— start DATASET EXCERPTS —

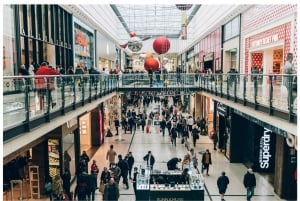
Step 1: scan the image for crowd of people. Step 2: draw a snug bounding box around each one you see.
[41,91,256,201]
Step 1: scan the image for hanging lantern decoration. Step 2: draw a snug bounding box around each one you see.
[145,52,153,58]
[176,4,193,10]
[163,57,169,65]
[176,4,193,40]
[153,37,170,54]
[144,57,159,73]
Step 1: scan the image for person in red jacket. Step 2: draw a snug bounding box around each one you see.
[35,62,59,110]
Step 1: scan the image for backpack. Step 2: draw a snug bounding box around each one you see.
[76,182,87,198]
[91,164,99,174]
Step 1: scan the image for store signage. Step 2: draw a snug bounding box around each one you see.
[156,198,184,201]
[217,103,227,116]
[203,52,214,62]
[251,34,279,47]
[67,118,77,128]
[259,128,272,169]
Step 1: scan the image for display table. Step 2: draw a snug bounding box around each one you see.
[136,171,204,201]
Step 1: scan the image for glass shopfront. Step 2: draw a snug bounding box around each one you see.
[74,19,95,70]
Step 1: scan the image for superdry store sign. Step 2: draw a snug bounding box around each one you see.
[256,128,276,172]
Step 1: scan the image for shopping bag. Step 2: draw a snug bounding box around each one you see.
[99,183,105,193]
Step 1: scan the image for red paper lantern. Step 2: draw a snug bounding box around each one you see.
[153,37,170,54]
[144,57,159,73]
[176,4,193,10]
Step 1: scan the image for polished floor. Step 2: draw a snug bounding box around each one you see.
[4,101,290,201]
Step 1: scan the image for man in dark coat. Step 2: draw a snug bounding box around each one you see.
[118,155,129,189]
[243,168,256,201]
[143,151,155,170]
[201,149,211,176]
[62,169,72,198]
[217,171,229,201]
[127,151,134,179]
[167,157,181,170]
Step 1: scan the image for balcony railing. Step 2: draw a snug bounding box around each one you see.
[3,73,297,141]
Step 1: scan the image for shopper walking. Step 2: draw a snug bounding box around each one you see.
[106,145,117,168]
[62,169,72,198]
[217,171,229,201]
[103,178,120,201]
[114,116,120,135]
[243,168,256,201]
[127,151,134,179]
[211,131,219,150]
[118,154,129,189]
[201,149,211,176]
[143,151,155,170]
[171,124,178,147]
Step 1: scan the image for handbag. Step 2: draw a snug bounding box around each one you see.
[45,182,52,192]
[99,182,105,193]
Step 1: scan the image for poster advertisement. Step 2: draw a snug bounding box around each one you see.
[48,139,60,178]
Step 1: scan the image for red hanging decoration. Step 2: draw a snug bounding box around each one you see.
[153,37,170,54]
[144,57,159,73]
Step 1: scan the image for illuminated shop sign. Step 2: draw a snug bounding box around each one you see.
[156,198,184,201]
[251,34,279,47]
[258,128,272,169]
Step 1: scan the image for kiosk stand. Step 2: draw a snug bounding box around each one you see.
[136,170,204,201]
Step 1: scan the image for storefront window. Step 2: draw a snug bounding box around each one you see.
[224,16,240,41]
[3,5,16,75]
[74,23,94,69]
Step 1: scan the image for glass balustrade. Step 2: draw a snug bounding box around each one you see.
[3,73,297,134]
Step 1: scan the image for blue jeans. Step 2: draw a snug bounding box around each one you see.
[247,187,254,201]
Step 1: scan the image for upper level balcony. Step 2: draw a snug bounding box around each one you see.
[3,73,297,141]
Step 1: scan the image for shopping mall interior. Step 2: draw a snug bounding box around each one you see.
[1,3,298,201]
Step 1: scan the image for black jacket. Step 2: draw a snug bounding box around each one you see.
[244,172,256,188]
[217,175,229,190]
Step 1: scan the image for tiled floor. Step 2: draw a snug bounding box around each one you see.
[5,102,288,201]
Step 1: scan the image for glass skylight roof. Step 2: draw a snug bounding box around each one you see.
[111,4,200,38]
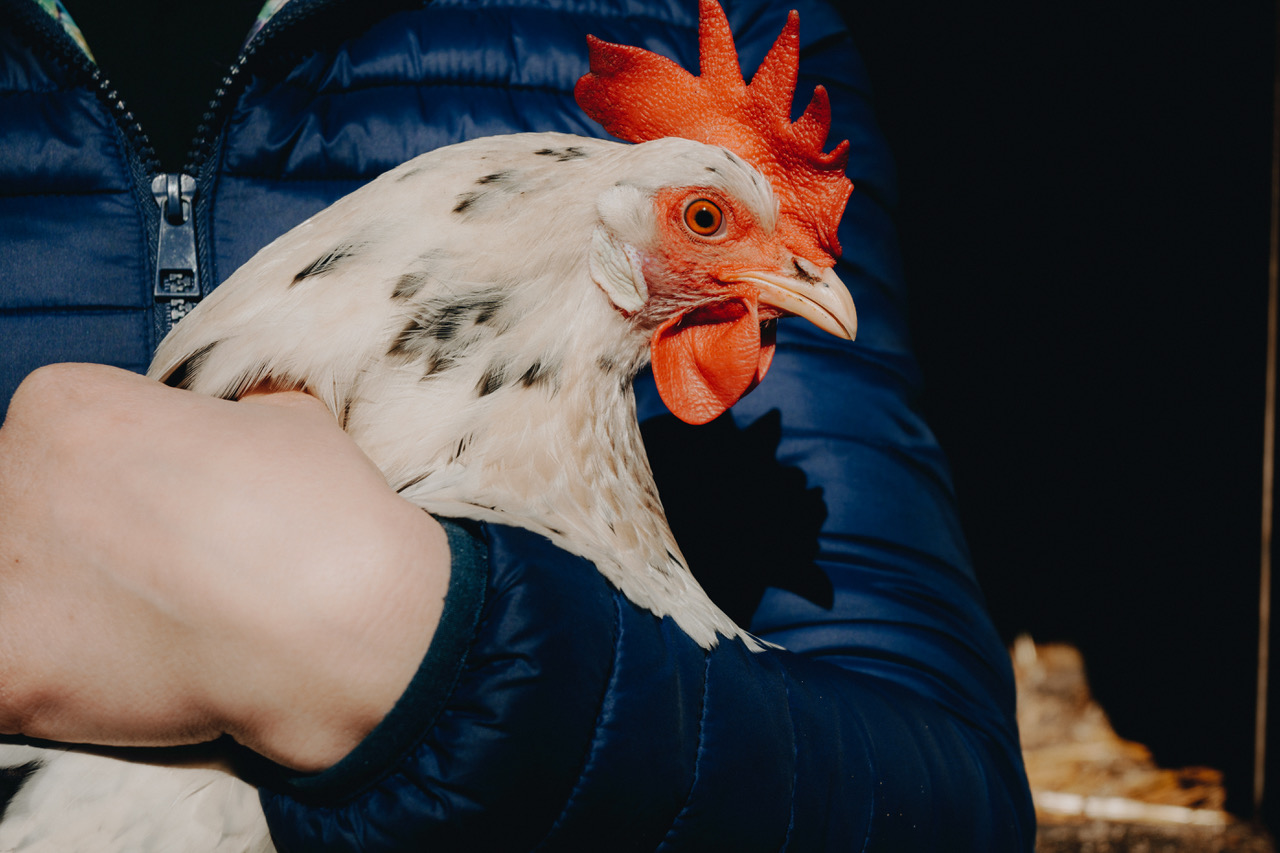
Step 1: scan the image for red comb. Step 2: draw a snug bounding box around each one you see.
[573,0,854,259]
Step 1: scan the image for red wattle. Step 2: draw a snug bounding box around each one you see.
[649,292,773,424]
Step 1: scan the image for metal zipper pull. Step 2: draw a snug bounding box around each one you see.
[151,173,200,333]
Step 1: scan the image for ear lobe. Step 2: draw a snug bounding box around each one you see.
[589,225,649,314]
[649,291,773,424]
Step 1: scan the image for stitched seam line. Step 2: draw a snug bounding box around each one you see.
[534,593,623,850]
[778,671,800,853]
[658,653,712,850]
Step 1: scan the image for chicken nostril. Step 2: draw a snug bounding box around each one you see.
[791,257,822,284]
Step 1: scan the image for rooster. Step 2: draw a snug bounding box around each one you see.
[0,0,856,849]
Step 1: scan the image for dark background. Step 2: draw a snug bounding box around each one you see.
[842,0,1280,827]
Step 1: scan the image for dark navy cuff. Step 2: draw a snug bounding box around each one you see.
[241,519,489,806]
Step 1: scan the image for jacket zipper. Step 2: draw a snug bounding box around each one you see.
[151,173,202,334]
[0,0,343,348]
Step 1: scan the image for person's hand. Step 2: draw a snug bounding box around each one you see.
[0,365,449,771]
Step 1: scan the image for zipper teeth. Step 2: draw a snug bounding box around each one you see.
[183,0,340,175]
[8,3,160,172]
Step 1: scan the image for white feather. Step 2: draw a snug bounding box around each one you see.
[0,133,777,853]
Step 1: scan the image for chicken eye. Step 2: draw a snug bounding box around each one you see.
[685,199,724,237]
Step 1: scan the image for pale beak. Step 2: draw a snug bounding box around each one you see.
[733,262,858,341]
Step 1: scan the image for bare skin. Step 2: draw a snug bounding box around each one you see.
[0,365,449,771]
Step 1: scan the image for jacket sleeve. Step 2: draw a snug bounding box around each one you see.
[254,0,1034,853]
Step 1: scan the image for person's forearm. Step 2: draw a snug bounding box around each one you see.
[0,365,449,770]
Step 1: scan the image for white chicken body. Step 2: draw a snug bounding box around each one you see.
[157,133,776,647]
[0,133,804,853]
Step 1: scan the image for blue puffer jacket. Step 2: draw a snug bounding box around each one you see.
[0,0,1034,853]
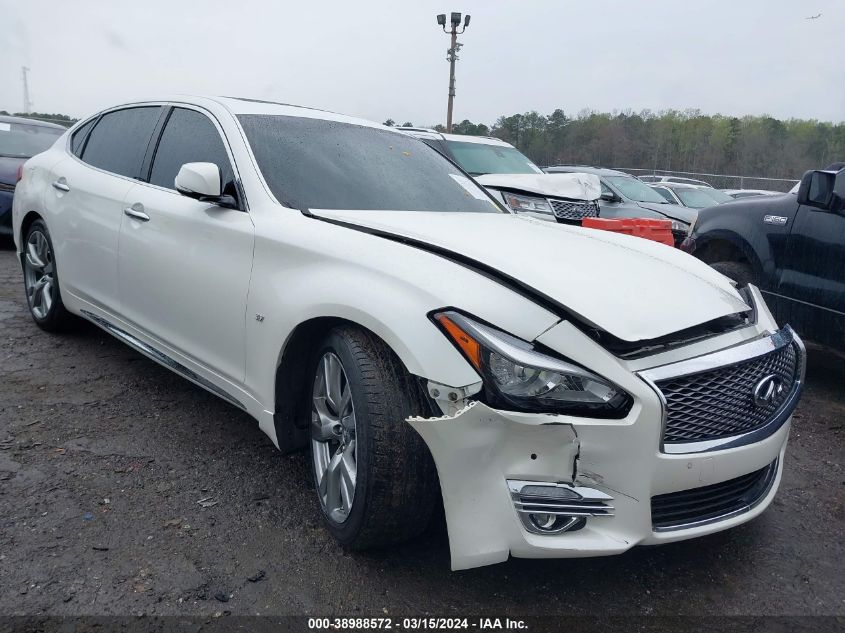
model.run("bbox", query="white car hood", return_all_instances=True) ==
[476,174,601,200]
[311,210,750,342]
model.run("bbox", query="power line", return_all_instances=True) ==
[437,12,470,132]
[21,66,32,114]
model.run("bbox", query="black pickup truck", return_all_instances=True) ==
[681,163,845,352]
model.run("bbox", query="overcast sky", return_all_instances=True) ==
[0,0,845,125]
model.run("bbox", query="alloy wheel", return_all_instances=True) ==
[24,230,56,319]
[311,352,358,523]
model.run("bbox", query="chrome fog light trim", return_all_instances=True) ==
[508,479,614,535]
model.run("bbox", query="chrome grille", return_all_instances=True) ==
[651,460,778,532]
[549,199,599,220]
[655,343,800,443]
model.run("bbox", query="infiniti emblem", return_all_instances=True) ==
[754,374,783,407]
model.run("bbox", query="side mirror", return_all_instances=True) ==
[174,163,238,208]
[798,170,845,213]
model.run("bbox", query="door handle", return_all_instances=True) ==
[123,202,150,222]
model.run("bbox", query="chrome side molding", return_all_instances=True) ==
[81,310,246,411]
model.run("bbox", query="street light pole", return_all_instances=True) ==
[437,12,470,132]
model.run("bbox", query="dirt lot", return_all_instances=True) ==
[0,247,845,616]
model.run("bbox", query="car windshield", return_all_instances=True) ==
[699,187,733,204]
[238,114,505,213]
[0,121,65,158]
[607,176,666,204]
[446,141,543,176]
[675,188,730,209]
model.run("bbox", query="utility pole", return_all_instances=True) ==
[437,12,470,132]
[21,66,32,114]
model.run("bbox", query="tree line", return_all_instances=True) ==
[388,109,845,185]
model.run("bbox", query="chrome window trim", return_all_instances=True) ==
[637,325,807,455]
[64,101,249,213]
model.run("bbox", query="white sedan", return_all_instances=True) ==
[13,97,804,569]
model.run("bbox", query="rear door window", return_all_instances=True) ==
[70,117,97,158]
[150,108,237,197]
[82,106,161,178]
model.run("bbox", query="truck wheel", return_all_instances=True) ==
[311,326,438,549]
[710,262,756,287]
[23,219,74,332]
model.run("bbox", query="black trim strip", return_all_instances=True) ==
[300,209,749,359]
[301,209,578,323]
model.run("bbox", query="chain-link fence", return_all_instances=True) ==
[614,167,798,191]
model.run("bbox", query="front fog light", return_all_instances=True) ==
[528,514,587,534]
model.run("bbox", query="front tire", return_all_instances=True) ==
[311,327,437,550]
[23,219,73,332]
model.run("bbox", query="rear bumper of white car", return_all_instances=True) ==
[409,314,804,569]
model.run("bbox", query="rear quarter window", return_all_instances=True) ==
[82,106,161,178]
[70,117,97,158]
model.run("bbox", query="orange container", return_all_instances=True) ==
[581,218,675,246]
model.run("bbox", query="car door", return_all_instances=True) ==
[118,106,254,382]
[45,106,162,311]
[778,199,845,349]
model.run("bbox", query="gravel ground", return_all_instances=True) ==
[0,247,845,616]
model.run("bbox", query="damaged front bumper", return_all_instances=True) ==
[409,398,789,570]
[408,294,804,569]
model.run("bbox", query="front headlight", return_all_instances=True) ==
[434,310,631,418]
[502,191,552,213]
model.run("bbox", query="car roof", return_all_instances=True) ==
[722,189,783,195]
[646,182,713,189]
[543,165,633,178]
[93,94,395,131]
[0,114,70,130]
[393,127,513,147]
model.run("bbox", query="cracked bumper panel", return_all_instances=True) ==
[408,316,790,569]
[409,403,789,570]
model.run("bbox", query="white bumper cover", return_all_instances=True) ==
[409,396,790,570]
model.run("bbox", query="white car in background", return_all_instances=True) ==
[13,96,804,569]
[649,182,734,209]
[722,189,783,200]
[396,127,601,225]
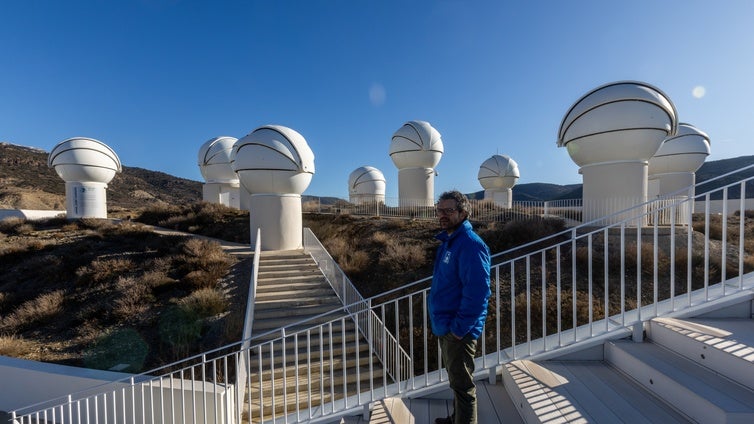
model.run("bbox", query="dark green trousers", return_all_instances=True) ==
[440,333,477,424]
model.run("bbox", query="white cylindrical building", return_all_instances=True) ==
[47,137,122,219]
[198,136,241,208]
[477,155,520,209]
[557,81,678,225]
[231,125,314,251]
[390,121,443,207]
[647,123,710,224]
[348,166,385,205]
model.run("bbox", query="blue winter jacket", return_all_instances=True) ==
[429,220,490,339]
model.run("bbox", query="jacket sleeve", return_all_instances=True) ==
[450,240,490,337]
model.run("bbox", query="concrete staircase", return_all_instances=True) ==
[503,315,754,423]
[247,250,383,422]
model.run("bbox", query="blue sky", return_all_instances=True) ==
[0,0,754,197]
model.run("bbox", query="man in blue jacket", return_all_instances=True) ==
[429,191,490,424]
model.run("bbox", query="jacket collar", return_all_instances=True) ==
[435,219,471,242]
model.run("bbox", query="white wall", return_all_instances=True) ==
[0,209,65,220]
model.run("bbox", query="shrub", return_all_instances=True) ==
[178,288,228,318]
[158,305,202,357]
[0,335,41,359]
[327,238,369,274]
[113,276,150,319]
[181,238,231,288]
[84,328,149,373]
[380,239,427,272]
[76,258,134,285]
[0,290,65,331]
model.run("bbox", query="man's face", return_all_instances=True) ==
[435,199,466,233]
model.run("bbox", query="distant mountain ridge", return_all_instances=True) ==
[0,142,754,209]
[0,143,202,209]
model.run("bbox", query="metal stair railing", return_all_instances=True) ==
[303,228,411,381]
[11,167,754,424]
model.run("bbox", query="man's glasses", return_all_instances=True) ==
[435,208,458,216]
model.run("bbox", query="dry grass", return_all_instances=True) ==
[0,290,65,334]
[0,215,238,371]
[178,287,228,318]
[0,334,41,360]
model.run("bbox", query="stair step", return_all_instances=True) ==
[649,318,754,390]
[249,366,383,397]
[254,299,342,320]
[257,272,329,287]
[252,311,353,334]
[254,290,343,312]
[255,286,337,306]
[250,352,381,379]
[503,360,688,424]
[257,266,322,281]
[251,334,369,366]
[605,340,754,422]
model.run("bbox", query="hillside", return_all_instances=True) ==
[0,142,754,211]
[0,143,202,210]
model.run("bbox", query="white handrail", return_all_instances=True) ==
[303,228,411,381]
[235,228,262,423]
[12,165,754,424]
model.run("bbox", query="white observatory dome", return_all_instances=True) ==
[231,125,314,194]
[47,137,122,184]
[390,121,443,169]
[348,166,385,197]
[648,123,710,175]
[199,136,238,183]
[477,155,521,190]
[558,81,678,166]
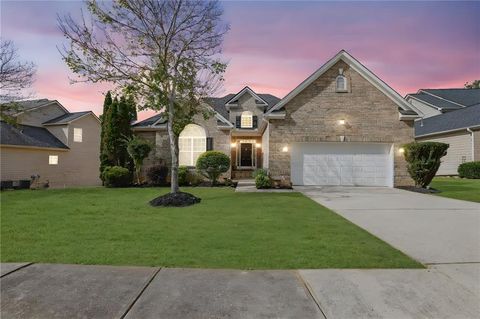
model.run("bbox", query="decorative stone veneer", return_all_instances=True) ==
[135,110,231,177]
[269,61,414,186]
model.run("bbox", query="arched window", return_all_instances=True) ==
[178,124,207,166]
[240,111,253,128]
[335,75,347,92]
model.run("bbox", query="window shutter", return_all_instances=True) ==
[235,115,242,128]
[207,137,213,151]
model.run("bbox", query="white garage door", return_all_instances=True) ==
[291,143,393,187]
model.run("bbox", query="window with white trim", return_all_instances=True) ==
[73,127,83,142]
[178,124,207,166]
[48,155,58,165]
[335,75,347,92]
[240,111,253,128]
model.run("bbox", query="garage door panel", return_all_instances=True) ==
[291,143,393,186]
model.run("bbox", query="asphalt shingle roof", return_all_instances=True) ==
[0,121,68,149]
[43,111,90,124]
[133,93,280,127]
[422,89,480,106]
[415,104,480,136]
[132,113,167,127]
[409,93,462,110]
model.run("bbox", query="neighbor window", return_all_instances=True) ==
[240,111,253,128]
[335,75,347,92]
[73,128,83,142]
[178,124,207,166]
[48,155,58,165]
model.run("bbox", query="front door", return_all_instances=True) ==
[240,143,253,167]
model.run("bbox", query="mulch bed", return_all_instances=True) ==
[397,186,440,194]
[149,192,201,207]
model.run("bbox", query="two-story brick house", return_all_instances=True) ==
[133,50,418,187]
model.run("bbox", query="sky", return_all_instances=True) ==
[0,0,480,119]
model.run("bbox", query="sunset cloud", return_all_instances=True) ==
[1,1,480,118]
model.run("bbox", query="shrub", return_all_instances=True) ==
[178,166,188,186]
[255,174,272,189]
[458,161,480,179]
[102,166,132,187]
[197,151,230,186]
[404,142,449,188]
[147,165,169,186]
[252,168,268,178]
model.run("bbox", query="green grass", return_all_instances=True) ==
[1,188,422,269]
[430,177,480,203]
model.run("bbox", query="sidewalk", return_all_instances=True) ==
[0,264,480,319]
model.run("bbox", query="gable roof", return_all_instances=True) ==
[266,50,414,114]
[42,111,96,125]
[0,121,68,149]
[225,86,268,106]
[2,99,68,115]
[415,103,480,137]
[405,92,462,111]
[405,88,480,111]
[420,88,480,106]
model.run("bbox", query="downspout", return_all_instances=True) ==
[467,127,475,162]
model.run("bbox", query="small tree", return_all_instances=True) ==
[197,151,230,186]
[126,135,152,184]
[404,142,449,188]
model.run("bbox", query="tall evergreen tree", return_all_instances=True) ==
[100,91,113,178]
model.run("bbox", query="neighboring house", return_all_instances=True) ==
[415,105,480,175]
[133,50,418,187]
[0,99,101,187]
[405,88,480,118]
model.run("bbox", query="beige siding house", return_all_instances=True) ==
[406,88,480,175]
[133,50,418,187]
[0,99,101,188]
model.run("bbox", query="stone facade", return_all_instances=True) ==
[268,60,414,186]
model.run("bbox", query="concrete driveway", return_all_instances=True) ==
[296,186,480,264]
[296,187,480,318]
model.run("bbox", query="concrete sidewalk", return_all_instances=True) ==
[0,264,480,319]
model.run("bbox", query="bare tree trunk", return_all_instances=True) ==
[167,89,179,193]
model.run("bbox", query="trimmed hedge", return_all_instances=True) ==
[102,166,132,187]
[403,142,449,188]
[458,161,480,179]
[253,169,272,189]
[197,151,230,186]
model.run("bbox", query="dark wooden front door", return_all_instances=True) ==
[240,143,253,167]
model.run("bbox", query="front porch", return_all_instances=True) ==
[231,136,263,179]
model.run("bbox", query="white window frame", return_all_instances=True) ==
[73,127,83,143]
[178,124,207,166]
[240,111,253,128]
[48,155,58,165]
[335,74,348,92]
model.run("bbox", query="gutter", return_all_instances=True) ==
[467,127,475,162]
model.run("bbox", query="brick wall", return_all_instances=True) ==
[269,61,414,186]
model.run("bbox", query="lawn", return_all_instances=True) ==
[1,188,422,269]
[430,177,480,203]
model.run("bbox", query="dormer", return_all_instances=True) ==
[225,86,268,110]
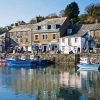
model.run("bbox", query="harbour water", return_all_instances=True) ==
[0,65,100,100]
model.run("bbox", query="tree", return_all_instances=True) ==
[59,10,65,17]
[85,4,100,22]
[65,2,80,23]
[36,16,44,22]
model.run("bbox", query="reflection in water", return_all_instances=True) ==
[0,66,100,100]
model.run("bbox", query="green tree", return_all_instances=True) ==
[85,4,100,22]
[65,2,80,23]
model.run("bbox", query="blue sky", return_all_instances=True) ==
[0,0,100,27]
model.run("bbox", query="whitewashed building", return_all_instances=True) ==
[60,24,100,54]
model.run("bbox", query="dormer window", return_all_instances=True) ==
[67,29,72,34]
[47,25,51,29]
[56,24,61,29]
[38,26,41,30]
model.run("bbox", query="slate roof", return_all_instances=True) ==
[61,23,100,37]
[9,24,33,32]
[34,17,67,26]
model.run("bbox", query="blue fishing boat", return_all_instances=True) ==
[77,57,100,70]
[77,63,100,70]
[7,59,54,68]
[7,60,32,67]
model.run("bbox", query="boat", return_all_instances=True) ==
[0,56,7,67]
[77,63,100,70]
[77,57,100,70]
[7,57,54,68]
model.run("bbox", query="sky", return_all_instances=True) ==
[0,0,100,27]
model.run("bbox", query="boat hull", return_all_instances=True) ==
[77,64,99,70]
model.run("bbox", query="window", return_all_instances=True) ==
[62,46,65,51]
[56,24,60,29]
[75,38,78,43]
[25,32,28,36]
[16,39,18,42]
[38,26,41,30]
[43,34,48,40]
[35,35,39,41]
[47,25,51,29]
[62,38,65,43]
[26,38,28,42]
[53,34,56,39]
[20,39,23,42]
[10,33,13,36]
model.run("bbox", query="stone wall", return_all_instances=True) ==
[40,54,75,64]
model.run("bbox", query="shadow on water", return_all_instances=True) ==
[0,65,100,100]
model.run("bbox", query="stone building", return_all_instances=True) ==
[9,24,33,51]
[32,17,67,52]
[60,23,100,54]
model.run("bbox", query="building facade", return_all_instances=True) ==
[9,24,32,51]
[60,24,100,54]
[32,17,66,52]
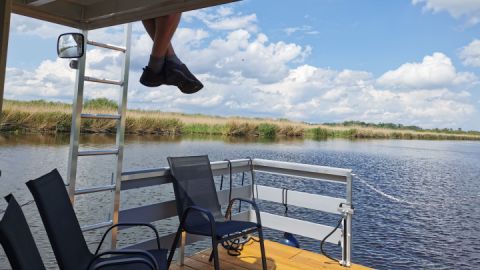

— end DATASET EXCERPTS —

**INSTRUCTIONS TO FOLLOW**
Recast everything from the line containing "Step 1: scan the image for black" down to the line containing "[151,173,200,333]" as a two-column CSV with the headers instruction and boxes, one row per item, placing each item's text and its answer in a single quoted field apiece with line breaks replaced by spaces. Omit the pictures.

**THE OUTPUT**
instruction,boxes
"Step 1: scan the image for black jacket. Step 2: draw a snug bounding box around each one you see.","[244,172,256,188] [217,175,229,190]"
"Step 1: scan the image for tiled floor. Step 2: draw a snug bounding box around each one you see.","[5,102,288,201]"
"Step 1: scan the image for glass skylight roof. Step 2: draw a snug bounding box around each one you see.","[111,4,200,38]"
"Step 1: scan the image for red comb. Step 2: draw a snug bounding box around each one you see.","[573,0,854,259]"
"Step 1: scan the image for red wattle. Step 2: draw a snug bounding box around each one you see.","[649,292,773,424]"
"Step 1: scan the image for metal zipper pull. Step 2: draw a snug bounding box around each one you see.","[151,173,200,333]"